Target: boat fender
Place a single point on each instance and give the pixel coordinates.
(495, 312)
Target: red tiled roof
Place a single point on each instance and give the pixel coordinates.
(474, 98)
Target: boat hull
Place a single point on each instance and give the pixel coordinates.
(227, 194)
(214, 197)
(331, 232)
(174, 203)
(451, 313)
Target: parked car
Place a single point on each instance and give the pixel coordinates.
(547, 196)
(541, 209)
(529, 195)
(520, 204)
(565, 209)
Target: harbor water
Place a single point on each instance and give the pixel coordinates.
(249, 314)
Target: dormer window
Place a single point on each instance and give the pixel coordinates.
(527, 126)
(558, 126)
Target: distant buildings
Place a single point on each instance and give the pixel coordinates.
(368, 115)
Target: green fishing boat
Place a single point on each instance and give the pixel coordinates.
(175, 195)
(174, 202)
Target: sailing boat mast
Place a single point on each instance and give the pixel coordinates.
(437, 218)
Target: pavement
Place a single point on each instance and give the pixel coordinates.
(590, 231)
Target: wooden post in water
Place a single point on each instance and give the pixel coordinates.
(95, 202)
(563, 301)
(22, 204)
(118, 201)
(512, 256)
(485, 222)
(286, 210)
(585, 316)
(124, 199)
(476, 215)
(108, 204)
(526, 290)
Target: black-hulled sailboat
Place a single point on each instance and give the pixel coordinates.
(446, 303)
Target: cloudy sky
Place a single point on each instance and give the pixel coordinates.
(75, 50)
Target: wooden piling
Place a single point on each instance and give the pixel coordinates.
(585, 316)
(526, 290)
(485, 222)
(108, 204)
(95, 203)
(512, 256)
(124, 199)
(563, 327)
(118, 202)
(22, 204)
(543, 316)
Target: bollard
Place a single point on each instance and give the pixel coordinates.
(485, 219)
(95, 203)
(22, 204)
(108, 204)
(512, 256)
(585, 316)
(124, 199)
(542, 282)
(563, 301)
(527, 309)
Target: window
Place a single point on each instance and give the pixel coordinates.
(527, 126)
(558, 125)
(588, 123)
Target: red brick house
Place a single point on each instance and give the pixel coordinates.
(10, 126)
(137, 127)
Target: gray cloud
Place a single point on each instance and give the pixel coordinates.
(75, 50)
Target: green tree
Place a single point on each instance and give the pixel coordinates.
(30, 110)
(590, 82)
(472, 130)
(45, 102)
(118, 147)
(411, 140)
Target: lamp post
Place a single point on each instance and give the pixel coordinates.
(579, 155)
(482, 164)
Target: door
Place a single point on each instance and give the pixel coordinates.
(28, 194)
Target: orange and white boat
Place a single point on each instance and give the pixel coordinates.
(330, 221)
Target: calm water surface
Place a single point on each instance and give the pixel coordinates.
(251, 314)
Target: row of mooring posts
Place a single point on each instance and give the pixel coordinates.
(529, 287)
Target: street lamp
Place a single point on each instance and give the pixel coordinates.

○ ○ ○ ○ ○ ○ ○

• WHAT THE TASK ASKS
Can you recast every line of the rows above as a JSON list of strings, with one string per line and blank lines left out?

• RESULT OF THIS EXERCISE
[
  "Target: boat fender",
  "Place a single point on each instance and give the pixel coordinates.",
  "(495, 312)",
  "Target: red tiled roof",
  "Place a single point on each instance and give the pixel coordinates.",
  "(474, 98)",
  "Target: boat hull",
  "Place a single point on each instance and give the pixel coordinates.",
  "(227, 194)",
  "(214, 197)",
  "(331, 232)",
  "(174, 203)",
  "(451, 313)",
  "Target: parked car",
  "Place a single point on each instance and give the pixel coordinates.",
  "(547, 196)",
  "(541, 209)",
  "(529, 195)",
  "(520, 204)",
  "(565, 209)",
  "Target: harbor water",
  "Place a single point on each instance and give the pixel coordinates.",
  "(249, 314)",
  "Target: dormer window",
  "Place a single point on each instance and give the pixel coordinates.",
  "(527, 126)",
  "(558, 126)",
  "Target: distant buildings",
  "Place a single point on each instance and give the pixel coordinates.",
  "(368, 115)",
  "Target: green fishing boat",
  "Place a single point on each instance and give the pixel coordinates.",
  "(175, 195)",
  "(174, 202)",
  "Target: sailing boat mast",
  "Place a single point on each instance and give the pixel coordinates.",
  "(437, 218)",
  "Target: pavement",
  "Place a single point on each instance and give the pixel coordinates.",
  "(590, 231)",
  "Target: wooden post in water",
  "Place a single point on each instance and give the pixel coordinates.",
  "(95, 202)",
  "(563, 301)",
  "(22, 204)",
  "(118, 201)",
  "(512, 256)",
  "(485, 222)",
  "(286, 210)",
  "(585, 316)",
  "(124, 199)",
  "(476, 215)",
  "(108, 204)",
  "(526, 290)",
  "Target: black-hulled sailboat",
  "Place a single point on each instance and give the pixel coordinates.",
  "(446, 303)",
  "Target: cloudy sky",
  "Place a single point on each instance and give the pixel coordinates.",
  "(75, 50)",
  "Target: wooden piling",
  "Place a single point on each instance and give the pixel coordinates.",
  "(585, 316)",
  "(526, 290)",
  "(485, 222)",
  "(108, 204)",
  "(95, 203)",
  "(512, 256)",
  "(124, 199)",
  "(563, 327)",
  "(118, 202)",
  "(22, 204)",
  "(543, 316)",
  "Target: bollard",
  "Place a single point on each instance and give the pixel coordinates.",
  "(485, 219)",
  "(95, 203)",
  "(22, 204)",
  "(108, 204)",
  "(512, 256)",
  "(585, 316)",
  "(124, 199)",
  "(542, 282)",
  "(563, 301)",
  "(527, 309)",
  "Target: window",
  "Place a single point on each instance and give the pixel coordinates.",
  "(527, 126)",
  "(558, 125)",
  "(588, 123)",
  "Target: red brick house",
  "Place a single point on each instance and give the pixel coordinates.",
  "(10, 126)",
  "(137, 127)",
  "Target: gray cloud",
  "Place a single point on each instance and give the pixel coordinates.",
  "(75, 50)",
  "Target: green tree",
  "Place a single point on each instance and give the pixel coordinates.",
  "(30, 110)",
  "(590, 82)",
  "(472, 130)",
  "(45, 102)",
  "(118, 147)",
  "(411, 140)",
  "Target: lamp post",
  "Place a single point on each instance and give the pixel coordinates.",
  "(579, 155)",
  "(482, 164)",
  "Target: door",
  "Place a single point on each instance and give the pixel coordinates.",
  "(28, 194)",
  "Target: orange and white boat",
  "Place a single point on each instance and give the pixel coordinates.",
  "(330, 221)",
  "Target: calm water surface",
  "Place a single point on each instance and give the pixel coordinates.",
  "(251, 314)",
  "Target: row of mooring posts",
  "Place a single point on each instance and give the pixel coordinates.",
  "(529, 287)",
  "Target: street lamp",
  "Place a single point on each instance and give the pixel coordinates."
]